Task prompt: Produce word for word the lines of the data below running from the one that has "instance: [(8, 15)]" to the one that has "instance: [(103, 367)]", inclusive, and no others.

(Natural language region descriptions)

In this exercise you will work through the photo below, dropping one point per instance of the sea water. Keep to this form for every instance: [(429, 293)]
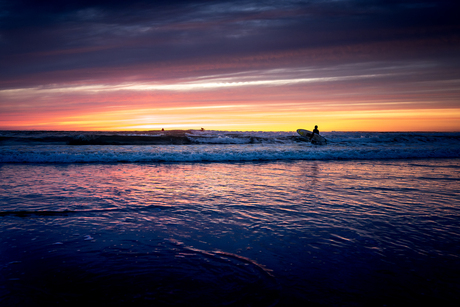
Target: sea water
[(217, 218)]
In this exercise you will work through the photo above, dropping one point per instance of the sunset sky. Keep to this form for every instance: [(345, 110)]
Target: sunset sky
[(344, 65)]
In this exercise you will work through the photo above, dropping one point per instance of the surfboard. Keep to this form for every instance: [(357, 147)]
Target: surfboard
[(317, 139)]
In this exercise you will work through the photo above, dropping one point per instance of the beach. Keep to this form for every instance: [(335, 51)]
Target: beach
[(253, 233)]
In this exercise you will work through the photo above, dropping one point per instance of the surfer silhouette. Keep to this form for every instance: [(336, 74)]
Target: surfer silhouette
[(314, 131)]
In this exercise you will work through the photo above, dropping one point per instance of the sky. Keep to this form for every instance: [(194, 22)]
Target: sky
[(344, 65)]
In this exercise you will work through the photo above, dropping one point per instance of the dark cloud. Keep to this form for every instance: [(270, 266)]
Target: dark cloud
[(42, 38)]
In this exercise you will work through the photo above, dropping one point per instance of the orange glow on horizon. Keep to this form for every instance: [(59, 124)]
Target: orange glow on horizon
[(334, 104)]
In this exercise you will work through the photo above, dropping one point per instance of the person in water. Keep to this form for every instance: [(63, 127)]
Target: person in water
[(314, 131)]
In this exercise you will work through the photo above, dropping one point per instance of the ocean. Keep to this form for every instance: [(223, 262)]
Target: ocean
[(224, 218)]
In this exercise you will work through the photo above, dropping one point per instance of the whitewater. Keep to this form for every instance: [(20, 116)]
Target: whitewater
[(219, 146), (225, 218)]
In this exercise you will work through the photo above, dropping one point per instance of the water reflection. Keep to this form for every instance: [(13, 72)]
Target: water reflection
[(364, 231)]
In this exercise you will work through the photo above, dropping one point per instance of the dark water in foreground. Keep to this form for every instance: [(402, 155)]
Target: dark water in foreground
[(310, 233)]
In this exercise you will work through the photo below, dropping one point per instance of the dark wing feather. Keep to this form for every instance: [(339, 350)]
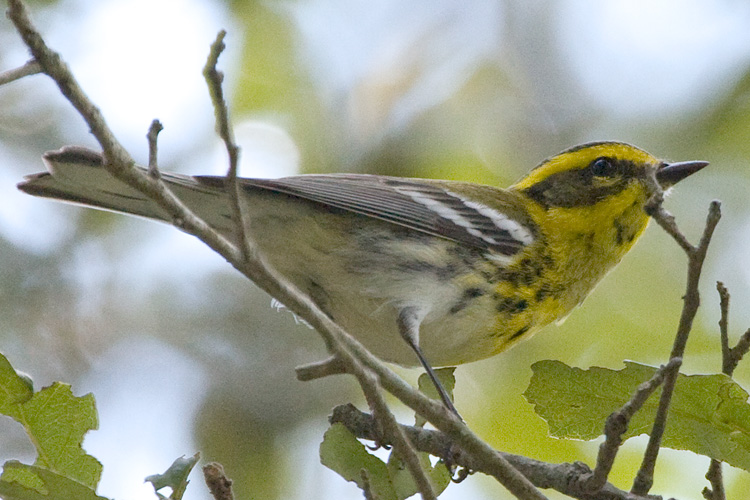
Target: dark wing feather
[(408, 202)]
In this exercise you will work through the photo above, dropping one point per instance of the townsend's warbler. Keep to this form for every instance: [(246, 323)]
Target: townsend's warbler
[(460, 271)]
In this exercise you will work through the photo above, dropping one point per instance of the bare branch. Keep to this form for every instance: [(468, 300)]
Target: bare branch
[(214, 80), (617, 424), (401, 444), (560, 477), (117, 160), (724, 327), (152, 136), (320, 369), (30, 68), (696, 256)]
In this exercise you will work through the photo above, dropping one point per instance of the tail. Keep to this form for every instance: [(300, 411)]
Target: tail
[(77, 175)]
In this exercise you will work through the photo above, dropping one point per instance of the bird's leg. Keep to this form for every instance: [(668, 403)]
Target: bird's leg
[(408, 326)]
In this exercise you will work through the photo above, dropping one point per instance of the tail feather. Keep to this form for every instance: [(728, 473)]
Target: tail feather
[(77, 175)]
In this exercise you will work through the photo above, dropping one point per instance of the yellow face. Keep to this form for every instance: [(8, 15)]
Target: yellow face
[(582, 157)]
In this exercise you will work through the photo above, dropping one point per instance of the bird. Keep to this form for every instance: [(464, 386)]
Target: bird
[(421, 271)]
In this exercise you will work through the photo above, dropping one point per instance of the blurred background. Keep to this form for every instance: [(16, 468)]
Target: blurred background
[(183, 354)]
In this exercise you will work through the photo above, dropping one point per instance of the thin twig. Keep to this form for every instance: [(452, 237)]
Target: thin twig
[(617, 424), (696, 256), (117, 160), (730, 356), (214, 80), (320, 369), (217, 481), (31, 67), (401, 444), (554, 476), (715, 476), (153, 152), (724, 328)]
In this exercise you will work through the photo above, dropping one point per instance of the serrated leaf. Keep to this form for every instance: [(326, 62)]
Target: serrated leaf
[(175, 477), (14, 390), (47, 485), (709, 413), (341, 452), (56, 422)]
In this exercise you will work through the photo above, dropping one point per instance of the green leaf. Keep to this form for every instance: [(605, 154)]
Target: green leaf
[(341, 452), (709, 413), (175, 477), (14, 389), (29, 482), (56, 422), (404, 483)]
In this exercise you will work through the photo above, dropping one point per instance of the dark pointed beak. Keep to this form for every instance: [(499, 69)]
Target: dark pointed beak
[(672, 173)]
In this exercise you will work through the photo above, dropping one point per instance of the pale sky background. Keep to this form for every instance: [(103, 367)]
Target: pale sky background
[(632, 59)]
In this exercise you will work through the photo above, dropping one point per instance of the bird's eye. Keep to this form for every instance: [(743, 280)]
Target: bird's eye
[(603, 167)]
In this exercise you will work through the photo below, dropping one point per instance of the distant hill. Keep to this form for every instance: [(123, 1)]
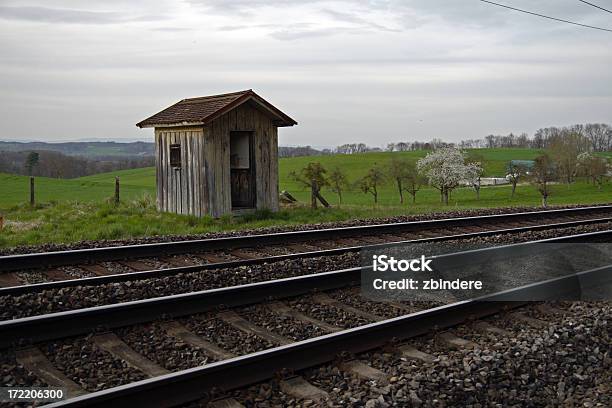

Response to the exercise:
In this exercise you will work through the photo above, dropping one point per instance of the yellow face. Keep to this form for every instance: [(8, 15)]
Target: yellow face
[(582, 157)]
In this exercise you will work through the photo above, dropping one point per instance of the bird. Keep to this form for every instance: [(464, 386)]
Target: bird
[(421, 271)]
In this exercise you will work through the photo above, dropping one point per instance of the blurred background. Keep to this form for every instance: [(16, 468)]
Target: blurred background
[(183, 354)]
In this exercise you will work through the photo above, dropping one point per instance of the thin twig. Keep to this form for every instance: [(452, 237)]
Target: thin twig
[(617, 424), (696, 256), (117, 160), (730, 356), (214, 80), (320, 369), (217, 481), (31, 67), (401, 444), (554, 476), (715, 476), (153, 152), (724, 328)]
In this exercise you will work through the photo above, dropping one point per instance of the serrated leaf. Keep to this form for every instance: [(326, 62)]
Target: serrated leaf
[(175, 477), (14, 390), (47, 485), (709, 413), (341, 452), (56, 422)]
In this exercise you will work through the photo above, dropping one point per instance of the green leaf. Keep to this form for every instance: [(605, 154)]
Target: green leaf
[(341, 452), (709, 413), (175, 477), (14, 389), (29, 482), (56, 422), (404, 483)]
In this exercise you will work through the photo above, dropping one point per instance of the dark pointed beak. Keep to this form for every instance: [(499, 69)]
Target: dark pointed beak
[(672, 173)]
In this exercise you will work through the photo above, dropping one point per instance of the pale sky background. Keep to this form for every instance: [(103, 367)]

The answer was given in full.